RECORDS PROVIDED:

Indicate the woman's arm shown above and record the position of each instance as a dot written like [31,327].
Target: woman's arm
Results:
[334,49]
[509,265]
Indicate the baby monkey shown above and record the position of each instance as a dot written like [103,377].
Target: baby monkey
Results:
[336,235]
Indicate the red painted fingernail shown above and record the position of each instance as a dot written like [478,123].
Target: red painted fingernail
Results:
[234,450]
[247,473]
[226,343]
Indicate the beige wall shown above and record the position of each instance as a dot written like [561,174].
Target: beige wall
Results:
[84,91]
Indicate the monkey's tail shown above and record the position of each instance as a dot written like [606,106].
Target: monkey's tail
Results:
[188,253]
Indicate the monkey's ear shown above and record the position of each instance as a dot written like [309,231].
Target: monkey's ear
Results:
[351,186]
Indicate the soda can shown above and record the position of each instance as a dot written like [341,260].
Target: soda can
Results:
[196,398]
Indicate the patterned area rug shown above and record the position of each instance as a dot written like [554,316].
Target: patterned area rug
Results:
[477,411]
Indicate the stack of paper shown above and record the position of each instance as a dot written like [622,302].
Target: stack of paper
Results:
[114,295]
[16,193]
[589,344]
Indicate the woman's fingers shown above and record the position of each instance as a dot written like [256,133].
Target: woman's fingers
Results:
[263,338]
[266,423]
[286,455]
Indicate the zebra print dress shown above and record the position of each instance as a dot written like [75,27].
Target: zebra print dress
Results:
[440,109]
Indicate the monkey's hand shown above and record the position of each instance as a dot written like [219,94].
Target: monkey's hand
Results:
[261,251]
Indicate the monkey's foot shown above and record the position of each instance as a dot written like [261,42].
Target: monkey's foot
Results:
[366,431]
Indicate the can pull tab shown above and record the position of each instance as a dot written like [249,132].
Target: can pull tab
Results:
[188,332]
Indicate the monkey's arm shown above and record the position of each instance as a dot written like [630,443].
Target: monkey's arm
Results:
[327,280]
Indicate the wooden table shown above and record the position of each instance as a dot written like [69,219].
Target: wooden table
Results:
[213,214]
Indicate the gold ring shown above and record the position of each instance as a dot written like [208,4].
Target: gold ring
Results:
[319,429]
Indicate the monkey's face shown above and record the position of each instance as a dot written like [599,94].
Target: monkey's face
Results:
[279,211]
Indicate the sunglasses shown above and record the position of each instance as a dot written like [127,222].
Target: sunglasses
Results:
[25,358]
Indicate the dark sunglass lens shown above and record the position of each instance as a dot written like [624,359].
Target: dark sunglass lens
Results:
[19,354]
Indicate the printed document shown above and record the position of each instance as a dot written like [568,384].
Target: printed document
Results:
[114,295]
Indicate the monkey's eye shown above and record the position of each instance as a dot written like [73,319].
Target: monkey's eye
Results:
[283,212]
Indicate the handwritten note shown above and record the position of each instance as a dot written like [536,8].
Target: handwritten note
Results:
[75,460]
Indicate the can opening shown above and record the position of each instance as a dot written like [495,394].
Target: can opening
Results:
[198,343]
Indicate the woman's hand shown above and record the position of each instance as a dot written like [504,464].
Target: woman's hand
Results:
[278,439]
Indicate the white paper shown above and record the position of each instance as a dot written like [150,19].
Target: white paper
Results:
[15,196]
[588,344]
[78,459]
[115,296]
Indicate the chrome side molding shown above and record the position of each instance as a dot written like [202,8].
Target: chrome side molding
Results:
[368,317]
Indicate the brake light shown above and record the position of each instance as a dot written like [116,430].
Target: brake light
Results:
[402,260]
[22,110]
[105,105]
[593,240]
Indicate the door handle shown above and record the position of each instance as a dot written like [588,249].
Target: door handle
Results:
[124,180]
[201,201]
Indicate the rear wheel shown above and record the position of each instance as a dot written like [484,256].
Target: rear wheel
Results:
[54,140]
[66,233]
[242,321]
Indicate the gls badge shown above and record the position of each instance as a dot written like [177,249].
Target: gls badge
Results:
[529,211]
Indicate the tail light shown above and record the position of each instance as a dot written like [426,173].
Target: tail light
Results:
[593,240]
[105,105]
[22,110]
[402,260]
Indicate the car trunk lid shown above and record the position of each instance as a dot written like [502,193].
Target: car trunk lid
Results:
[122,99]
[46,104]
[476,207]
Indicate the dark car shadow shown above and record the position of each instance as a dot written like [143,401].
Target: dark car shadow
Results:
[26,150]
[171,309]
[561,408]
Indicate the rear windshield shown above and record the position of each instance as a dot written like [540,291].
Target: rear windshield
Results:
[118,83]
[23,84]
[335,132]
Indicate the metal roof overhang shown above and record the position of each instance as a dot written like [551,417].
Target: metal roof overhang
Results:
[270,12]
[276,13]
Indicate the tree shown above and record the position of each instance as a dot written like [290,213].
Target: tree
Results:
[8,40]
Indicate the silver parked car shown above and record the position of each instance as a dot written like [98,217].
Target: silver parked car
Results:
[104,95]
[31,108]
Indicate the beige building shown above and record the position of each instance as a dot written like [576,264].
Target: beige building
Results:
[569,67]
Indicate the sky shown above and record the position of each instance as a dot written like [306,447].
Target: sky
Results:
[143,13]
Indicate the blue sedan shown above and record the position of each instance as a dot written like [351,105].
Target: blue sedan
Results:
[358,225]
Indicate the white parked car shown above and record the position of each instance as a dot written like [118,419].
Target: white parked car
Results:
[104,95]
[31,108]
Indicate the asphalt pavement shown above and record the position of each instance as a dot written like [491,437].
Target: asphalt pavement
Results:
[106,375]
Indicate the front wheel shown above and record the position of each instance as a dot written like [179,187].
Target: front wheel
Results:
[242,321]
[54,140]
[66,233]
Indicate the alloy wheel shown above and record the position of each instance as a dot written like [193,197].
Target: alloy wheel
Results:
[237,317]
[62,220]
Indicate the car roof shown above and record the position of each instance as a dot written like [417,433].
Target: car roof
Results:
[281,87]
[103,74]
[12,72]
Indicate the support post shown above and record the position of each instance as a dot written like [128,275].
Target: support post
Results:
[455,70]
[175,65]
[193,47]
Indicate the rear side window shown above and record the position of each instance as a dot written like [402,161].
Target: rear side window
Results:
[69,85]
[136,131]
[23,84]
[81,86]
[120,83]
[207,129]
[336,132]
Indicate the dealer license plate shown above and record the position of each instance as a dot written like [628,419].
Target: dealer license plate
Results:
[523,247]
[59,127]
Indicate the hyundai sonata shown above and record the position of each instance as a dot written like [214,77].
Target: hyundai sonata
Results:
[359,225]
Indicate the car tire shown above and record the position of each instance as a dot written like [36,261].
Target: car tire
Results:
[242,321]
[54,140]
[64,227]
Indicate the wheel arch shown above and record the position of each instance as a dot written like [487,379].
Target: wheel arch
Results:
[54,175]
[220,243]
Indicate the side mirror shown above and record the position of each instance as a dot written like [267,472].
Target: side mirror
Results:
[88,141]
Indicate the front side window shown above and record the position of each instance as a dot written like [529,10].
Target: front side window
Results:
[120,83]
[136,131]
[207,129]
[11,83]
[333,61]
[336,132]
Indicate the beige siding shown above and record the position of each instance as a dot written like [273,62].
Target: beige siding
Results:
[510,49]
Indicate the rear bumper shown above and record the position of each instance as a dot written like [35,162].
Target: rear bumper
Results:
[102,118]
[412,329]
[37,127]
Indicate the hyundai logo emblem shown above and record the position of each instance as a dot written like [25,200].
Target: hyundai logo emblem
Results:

EXERCISE: Rewrite every row above, replacing "Results" with "Points" and leaving all other text unchanged.

FINISHED ANSWER:
Indicate the woman's arm shown above and record the position of each instance as a dot written like [31,327].
Target: woman's arm
Points:
[334,49]
[509,265]
Indicate the baby monkey shown above and record the position of each instance as a dot written like [103,377].
Target: baby monkey
Points:
[336,235]
Indicate the red painted fingernail shown above and record the position of each instance as a dot written like [478,123].
Target: red painted fingernail
Points:
[234,450]
[247,473]
[226,343]
Indicate the beige wall shown above and record the position of each instance as a dot written like [561,174].
Target: beige wall
Points:
[84,91]
Indicate the monkey's tail shown above and record the position of each instance as a dot written like [606,106].
Target: monkey's tail
Points:
[188,253]
Indicate the monkey's ear shown above and record the position of each instance as a dot written like [309,231].
Target: monkey's ear
Points:
[351,186]
Indicate the soda can shown above and record the position of each instance as a dot written like [341,260].
Target: soda can
Points:
[196,398]
Indicate the patterned area rug shown above and record the position of each instance as a dot written like [554,316].
Target: patterned area rug
Points:
[477,411]
Indicate the stack of paper shown above and record the position of each instance as a dot written like [622,302].
Target: stack of paper
Points:
[114,295]
[16,193]
[589,344]
Indicate the woman's fingers shown above and record the position of each instance as a dot written like [256,133].
Target: woman's fingers
Points:
[263,338]
[266,423]
[286,455]
Indicate the zebra print dress shown above and record the position of each instance as a dot written like [75,27].
Target: zebra print dress
Points:
[440,109]
Indicate the monkey's hand shown above and record the position of each instance as a dot written like [219,94].
Target: monkey's hand
Points:
[261,251]
Indicate the monkey's foot shown above and record the position of each instance as a dot written like [261,42].
Target: monkey's foot
Points:
[366,431]
Indicate the can pull tab shown above and record the position of each instance as a dot written like [249,132].
Target: can pull tab
Points:
[188,332]
Indicate the monkey's arm shown above and record the position of each instance as a dot written like [630,443].
Target: monkey's arm
Points:
[327,280]
Indicate the wooden table shown above and record the position of each instance as a dot written like [69,219].
Target: wooden table
Points:
[213,214]
Indicate the gold ring shown above and record the position of each instance as a dot written like [208,4].
Target: gold ring
Points:
[319,429]
Indicate the monkey's face shown above and record the position of each instance as a dot written like [599,94].
Target: monkey's face
Points:
[279,211]
Indicate the sunglasses shown above and record the position of each instance as a dot written like [127,222].
Target: sunglasses
Points:
[25,358]
Indicate the dark sunglass lens shown above and record the position of each instance as a dot written like [624,359].
Target: dark sunglass lens
Points:
[19,354]
Indicate the printed document shown above and record the position of each instance as a dot written like [568,384].
Target: printed document
Points:
[114,295]
Indicate the monkey's eye shown above and record the position of each instance as a dot written like [73,319].
Target: monkey's eye
Points:
[283,212]
Indicate the handwritten note shown above and record the position of each instance as a dot written like [536,8].
Target: handwritten note
Points:
[75,460]
Indicate the can opening shown above and record the position of each instance as a dot written like [495,394].
Target: can opening
Points:
[198,343]
Indicate the woman's hand shown above and record the position of each instance as a dot written like [504,464].
Target: woman's hand
Points:
[278,439]
Indicate the white paper shown above and record the position of each instance as a dot written like [150,19].
Target: white paper
Points:
[15,196]
[588,344]
[78,459]
[115,296]
Indicate the chrome side molding shown above and record the position of each instance as a dot written like [202,8].
Target: chrome side molding
Points:
[368,317]
Indicate the brake light shown above and record the position of each instance as a dot written like [116,430].
Target: brake light
Points:
[402,260]
[22,110]
[105,105]
[593,240]
Indicate the door handle shown above and record the position of each instance as a dot written like [588,249].
Target: door handle
Points:
[124,180]
[201,201]
Indicate the rear wheel shown above and record the position of each instance as a dot written like [484,256].
Target: rear wheel
Points:
[54,140]
[66,233]
[242,321]
Indicate the gls badge shown above and record the position of each instance as a dot written like [177,249].
Target: gls badge
Points:
[529,211]
Indicate the tail light shown above and record the position of each instance as a dot written like [426,173].
Target: tail light
Points:
[593,240]
[105,105]
[22,110]
[402,260]
Indicate the car trunk lid shown above and record the position of each instance as a dot written like [502,193].
Target: car trunk lid
Points:
[122,99]
[46,104]
[476,207]
Indicate the dark car shadow shown above and record the position of each instance as a dot written like [143,401].
Target: dark car shadow
Points:
[26,150]
[171,309]
[561,408]
Indicate the rear windshield shown above and record the position of each instance as a dot written like [540,291].
Target: rear windshield
Points:
[118,83]
[23,84]
[335,132]
Indicate the metal roof overhang shown above and record the position of each instance as a dot written like [551,417].
Target: metal roof overhang
Points:
[270,12]
[276,13]
Indicate the tree shown above and record the position of each instance as a dot written like [290,213].
Target: tree
Points:
[8,40]
Indicate the silver parked car shown above and record the position of each instance as a dot written like [98,217].
Target: silver parked car
Points:
[104,95]
[31,108]
Indicate the beige building shown above and record the position of each instance as a dot written like [576,264].
Target: beige building
Points:
[569,67]
Indicate the sky shown above and record the position of each instance as a dot written like [306,447].
Target: sky
Points:
[143,13]
Indicate the blue sedan shown above and record the position of each instance as a dot written like [351,105].
Target: blue sedan
Points:
[358,225]
Indicate the white parked car shown above and record the position of each instance as a dot written like [118,419].
Target: white parked car
Points:
[104,95]
[31,108]
Indicate the asphalt pavement shown above and record the position of each instance as a dot written like [491,437].
Target: asphalt pavement
Points:
[106,375]
Indicate the front wheel shown above and record the position of each instance as a dot written like [179,187].
Target: front wheel
Points:
[242,321]
[54,140]
[66,233]
Indicate the alloy wheel shown above and record the position of each instance as a dot written like [193,197].
Target: alloy wheel
Points:
[237,317]
[62,220]
Indicate the car roof shown above and record the position of each instance as a dot written like [417,433].
Target: car roof
Points:
[281,87]
[103,74]
[12,72]
Indicate the support post shown above and record the position of each instance as a dot written like [128,275].
Target: support post
Points:
[455,70]
[175,65]
[193,47]
Indicate the rear side window shown above and record the position of each instance as a dot written like [402,161].
Target: rear side window
Points:
[69,85]
[136,131]
[23,84]
[81,86]
[120,83]
[207,129]
[336,132]
Indicate the dealer license plate shown above and record the position of each instance as a dot written like [628,419].
Target: dealer license plate
Points:
[523,247]
[59,127]
Indicate the hyundai sonata shown above and record the position of each instance as a dot written like [214,77].
Target: hyundai sonata
Points:
[359,225]
Indicate the car tire shown above and record the position of each instance as a dot written like [36,261].
Target: car tire
Points:
[242,321]
[54,140]
[64,227]
Indicate the wheel arch shown above and record the position of each instance as a dot written like [487,379].
Target: wheel arch
Points:
[54,175]
[220,243]
Indicate the side mirror shown above and record the position of each instance as a dot written like [267,472].
Target: side mirror
Points:
[88,141]
Indicate the front side window shown above and record the position of each instance as a dot written like [529,10].
Target: front side window
Points:
[120,83]
[136,131]
[207,129]
[11,83]
[333,61]
[336,132]
Indicate the beige siding shown above and record the position of each instance as a dot written like [273,62].
Target: beige siding
Points:
[510,49]
Indicate the rear bumper shown above and record the position of each instance as a dot written like [35,162].
Target: rear bumper
Points:
[102,118]
[412,329]
[37,127]
Indicate the hyundai logo emblem shown above and record the position of each instance as a dot written like [25,200].
Target: hyundai logo emblem
Points:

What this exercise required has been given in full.